● Exercise directions
Without skipping any entry, transcribe the data word for word.

● Source material
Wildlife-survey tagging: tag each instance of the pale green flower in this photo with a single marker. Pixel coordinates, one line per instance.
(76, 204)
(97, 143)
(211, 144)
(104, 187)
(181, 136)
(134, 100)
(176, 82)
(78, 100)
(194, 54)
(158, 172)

● Task solution
Wildlife-survey tagging: tag each instance of the pale green flower in this photo with a single marker. Pixel coordinates, one line per instance.
(76, 204)
(97, 143)
(211, 144)
(104, 187)
(181, 136)
(134, 100)
(176, 82)
(78, 100)
(194, 54)
(158, 172)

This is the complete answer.